Written exercise: Can you quote, word for word, the stretch of the records below from the line containing "elderly man, which" through the end of the records?

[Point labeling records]
※ ※ ※

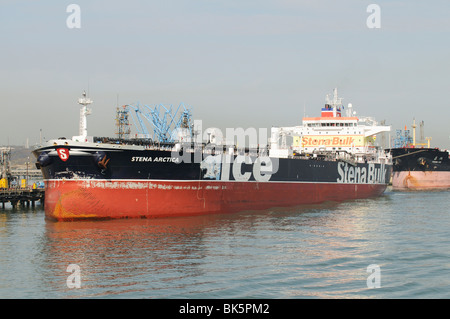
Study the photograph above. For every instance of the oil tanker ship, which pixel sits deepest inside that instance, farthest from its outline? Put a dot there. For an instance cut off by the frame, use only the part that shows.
(329, 158)
(417, 166)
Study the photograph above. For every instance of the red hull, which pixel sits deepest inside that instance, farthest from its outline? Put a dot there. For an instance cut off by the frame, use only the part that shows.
(420, 180)
(98, 199)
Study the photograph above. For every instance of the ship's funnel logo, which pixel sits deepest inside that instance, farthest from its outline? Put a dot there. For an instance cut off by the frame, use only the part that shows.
(63, 154)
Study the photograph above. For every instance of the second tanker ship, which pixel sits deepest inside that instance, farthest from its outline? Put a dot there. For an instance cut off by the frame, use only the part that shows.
(328, 158)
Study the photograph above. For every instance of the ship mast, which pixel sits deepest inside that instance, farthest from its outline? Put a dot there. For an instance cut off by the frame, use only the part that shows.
(335, 102)
(84, 112)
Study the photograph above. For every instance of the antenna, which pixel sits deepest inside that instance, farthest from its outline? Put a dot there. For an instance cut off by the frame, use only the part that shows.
(84, 112)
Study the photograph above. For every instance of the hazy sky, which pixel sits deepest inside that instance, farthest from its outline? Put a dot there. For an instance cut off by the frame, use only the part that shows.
(256, 63)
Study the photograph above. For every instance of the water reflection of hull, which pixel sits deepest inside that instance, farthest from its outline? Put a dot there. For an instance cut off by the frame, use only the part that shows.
(72, 199)
(418, 180)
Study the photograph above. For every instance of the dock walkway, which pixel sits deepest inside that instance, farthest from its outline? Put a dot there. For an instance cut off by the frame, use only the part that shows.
(22, 196)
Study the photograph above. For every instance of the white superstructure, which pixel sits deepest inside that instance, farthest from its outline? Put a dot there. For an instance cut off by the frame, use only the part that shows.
(332, 132)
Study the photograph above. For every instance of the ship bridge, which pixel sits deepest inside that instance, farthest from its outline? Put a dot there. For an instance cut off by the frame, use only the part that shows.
(334, 131)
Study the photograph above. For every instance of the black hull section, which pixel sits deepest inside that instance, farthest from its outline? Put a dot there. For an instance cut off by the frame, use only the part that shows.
(102, 163)
(420, 159)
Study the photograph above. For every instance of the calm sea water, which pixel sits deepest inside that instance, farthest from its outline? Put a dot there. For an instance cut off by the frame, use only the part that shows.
(321, 251)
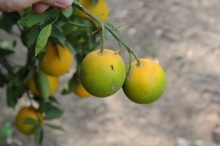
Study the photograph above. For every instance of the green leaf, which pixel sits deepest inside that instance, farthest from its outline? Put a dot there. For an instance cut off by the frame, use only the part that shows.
(11, 98)
(79, 24)
(30, 38)
(68, 13)
(57, 33)
(52, 112)
(70, 86)
(32, 19)
(42, 84)
(6, 131)
(3, 79)
(94, 2)
(38, 136)
(56, 127)
(42, 39)
(70, 47)
(53, 100)
(9, 19)
(6, 47)
(31, 121)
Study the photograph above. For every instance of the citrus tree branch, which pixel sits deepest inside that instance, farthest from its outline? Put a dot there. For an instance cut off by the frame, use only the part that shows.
(109, 28)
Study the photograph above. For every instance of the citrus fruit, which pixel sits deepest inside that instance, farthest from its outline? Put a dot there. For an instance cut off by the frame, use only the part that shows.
(27, 112)
(145, 83)
(57, 60)
(102, 74)
(53, 84)
(100, 10)
(80, 91)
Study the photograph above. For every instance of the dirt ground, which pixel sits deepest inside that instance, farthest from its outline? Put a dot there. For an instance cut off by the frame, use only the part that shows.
(184, 36)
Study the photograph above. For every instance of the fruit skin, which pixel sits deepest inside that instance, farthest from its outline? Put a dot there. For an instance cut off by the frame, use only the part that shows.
(146, 83)
(53, 83)
(100, 8)
(80, 91)
(27, 112)
(102, 75)
(57, 60)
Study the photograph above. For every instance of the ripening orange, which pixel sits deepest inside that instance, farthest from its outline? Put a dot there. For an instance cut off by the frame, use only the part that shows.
(146, 82)
(102, 74)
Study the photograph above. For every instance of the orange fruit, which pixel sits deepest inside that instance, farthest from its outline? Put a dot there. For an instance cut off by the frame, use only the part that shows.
(145, 83)
(27, 112)
(80, 91)
(57, 60)
(53, 84)
(100, 10)
(102, 74)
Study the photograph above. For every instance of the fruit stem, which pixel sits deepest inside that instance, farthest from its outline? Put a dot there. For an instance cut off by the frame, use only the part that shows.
(7, 66)
(103, 39)
(108, 27)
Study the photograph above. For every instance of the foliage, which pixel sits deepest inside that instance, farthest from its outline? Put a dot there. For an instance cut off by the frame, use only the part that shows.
(78, 34)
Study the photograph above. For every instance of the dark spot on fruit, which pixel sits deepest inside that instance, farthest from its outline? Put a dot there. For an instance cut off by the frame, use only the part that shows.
(112, 67)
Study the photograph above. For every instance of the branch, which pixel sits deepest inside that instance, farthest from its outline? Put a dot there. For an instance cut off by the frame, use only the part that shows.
(110, 29)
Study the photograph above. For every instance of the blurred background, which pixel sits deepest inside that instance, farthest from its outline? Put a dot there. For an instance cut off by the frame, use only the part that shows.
(184, 36)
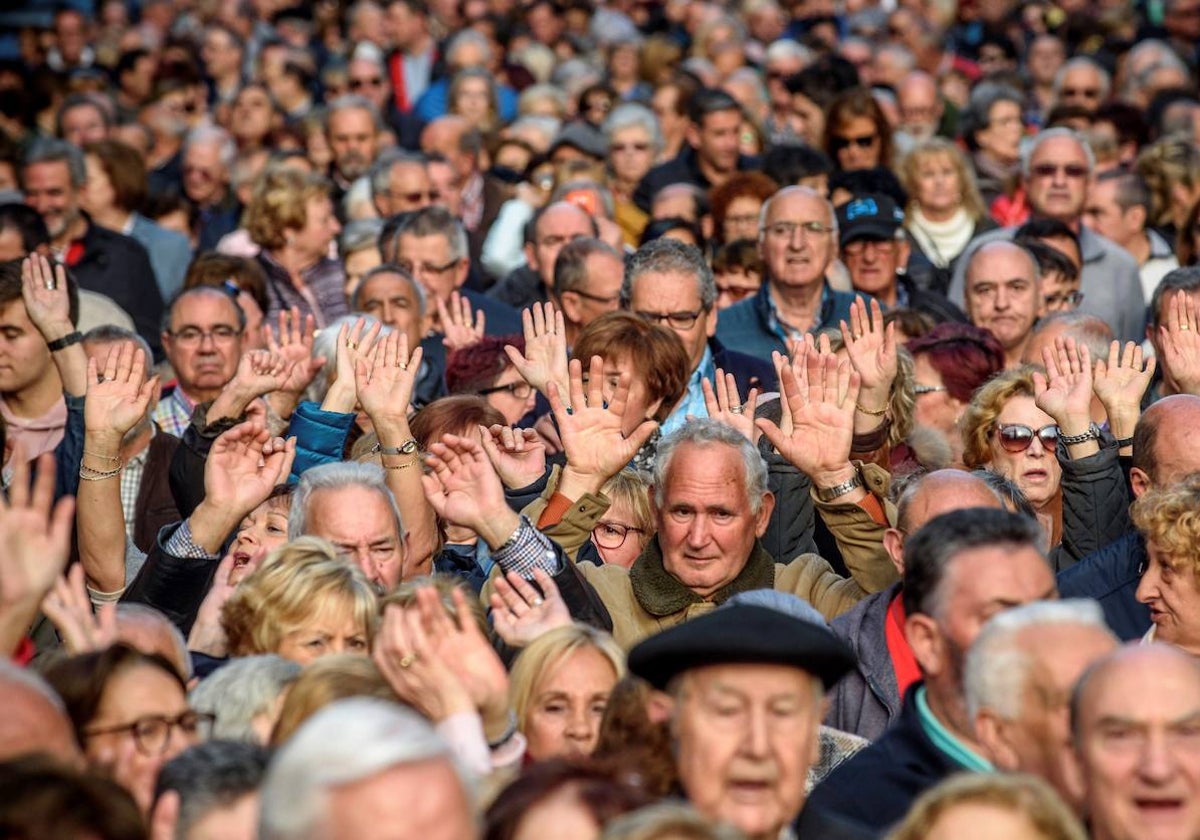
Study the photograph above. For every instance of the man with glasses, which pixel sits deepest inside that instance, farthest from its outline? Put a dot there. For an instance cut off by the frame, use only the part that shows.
(1057, 165)
(671, 285)
(202, 337)
(797, 239)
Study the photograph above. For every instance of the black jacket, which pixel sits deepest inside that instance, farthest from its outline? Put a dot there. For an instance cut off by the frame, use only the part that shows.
(119, 268)
(879, 785)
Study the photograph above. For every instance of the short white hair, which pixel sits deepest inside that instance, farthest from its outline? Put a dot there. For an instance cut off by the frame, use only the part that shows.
(997, 667)
(346, 742)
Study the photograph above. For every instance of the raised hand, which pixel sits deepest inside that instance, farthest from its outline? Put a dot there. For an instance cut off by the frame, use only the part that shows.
(69, 607)
(1065, 393)
(520, 615)
(517, 454)
(873, 352)
(821, 407)
(385, 379)
(593, 435)
(463, 489)
(118, 395)
(1121, 383)
(1180, 343)
(354, 342)
(545, 358)
(461, 325)
(725, 405)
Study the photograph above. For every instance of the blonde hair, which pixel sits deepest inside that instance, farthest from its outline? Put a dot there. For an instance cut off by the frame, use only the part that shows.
(979, 418)
(1170, 519)
(549, 652)
(280, 203)
(295, 582)
(323, 682)
(1014, 792)
(936, 147)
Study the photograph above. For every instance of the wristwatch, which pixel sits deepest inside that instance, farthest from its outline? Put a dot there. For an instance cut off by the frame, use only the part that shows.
(1092, 433)
(831, 493)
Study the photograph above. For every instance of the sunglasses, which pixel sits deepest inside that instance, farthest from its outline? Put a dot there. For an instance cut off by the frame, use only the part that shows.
(1017, 437)
(864, 142)
(1051, 169)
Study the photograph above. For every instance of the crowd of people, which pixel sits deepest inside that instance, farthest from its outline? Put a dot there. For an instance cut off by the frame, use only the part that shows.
(495, 420)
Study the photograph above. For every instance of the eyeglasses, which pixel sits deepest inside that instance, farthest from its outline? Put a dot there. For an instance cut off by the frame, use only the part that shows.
(612, 535)
(426, 268)
(1015, 437)
(520, 390)
(863, 142)
(858, 246)
(153, 732)
(1051, 169)
(787, 229)
(1065, 299)
(195, 335)
(677, 321)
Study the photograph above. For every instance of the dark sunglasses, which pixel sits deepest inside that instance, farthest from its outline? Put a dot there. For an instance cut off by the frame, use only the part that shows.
(1017, 437)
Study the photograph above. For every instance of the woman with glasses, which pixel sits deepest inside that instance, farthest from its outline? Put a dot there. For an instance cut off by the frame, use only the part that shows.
(1005, 431)
(857, 133)
(130, 713)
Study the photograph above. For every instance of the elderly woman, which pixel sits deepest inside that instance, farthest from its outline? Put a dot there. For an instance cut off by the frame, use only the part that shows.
(993, 129)
(291, 217)
(945, 210)
(559, 689)
(949, 364)
(304, 603)
(857, 132)
(1169, 519)
(130, 714)
(1005, 431)
(634, 144)
(736, 205)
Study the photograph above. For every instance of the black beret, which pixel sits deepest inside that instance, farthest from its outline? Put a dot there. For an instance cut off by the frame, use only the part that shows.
(742, 634)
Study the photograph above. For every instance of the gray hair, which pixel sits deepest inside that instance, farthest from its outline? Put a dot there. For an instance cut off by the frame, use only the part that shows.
(210, 777)
(437, 221)
(1031, 148)
(1083, 61)
(633, 114)
(997, 667)
(334, 477)
(346, 742)
(670, 256)
(707, 432)
(203, 135)
(51, 150)
(240, 691)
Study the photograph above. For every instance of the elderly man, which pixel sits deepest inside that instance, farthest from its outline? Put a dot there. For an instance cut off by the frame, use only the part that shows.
(875, 250)
(747, 769)
(1003, 295)
(101, 261)
(1056, 166)
(1133, 719)
(960, 569)
(1119, 205)
(203, 340)
(359, 769)
(711, 508)
(671, 285)
(797, 240)
(587, 282)
(868, 700)
(1019, 677)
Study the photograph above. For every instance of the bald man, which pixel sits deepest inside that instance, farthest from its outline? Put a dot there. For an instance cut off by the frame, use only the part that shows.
(868, 699)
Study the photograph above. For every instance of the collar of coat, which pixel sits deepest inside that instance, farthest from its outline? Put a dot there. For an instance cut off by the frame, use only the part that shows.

※ ※ ※

Result of the exercise:
Study the photograph above. For every instance of the elderly man, which pixel sits deepest inside that instance, farthest from its outline? Put a dot there. For an instance cut off by the frame, use only the part that shows.
(875, 250)
(747, 769)
(1003, 295)
(101, 261)
(1056, 166)
(1133, 719)
(960, 569)
(1119, 205)
(203, 340)
(359, 769)
(711, 508)
(671, 285)
(797, 240)
(587, 282)
(868, 700)
(1019, 677)
Study the photograph above. For every instance of the bald man, which pixel sits deepest inside that instance, farthest from its outline? Put a dot there. For an instance cut off by the frame, use only the part that shows.
(868, 699)
Study the photograph above. For every instance of the collar of coat, which pixel sits deepest inside that instance, farthest from its outline? Put a dot there. For an instance cut off by the frame, use only the part that shows.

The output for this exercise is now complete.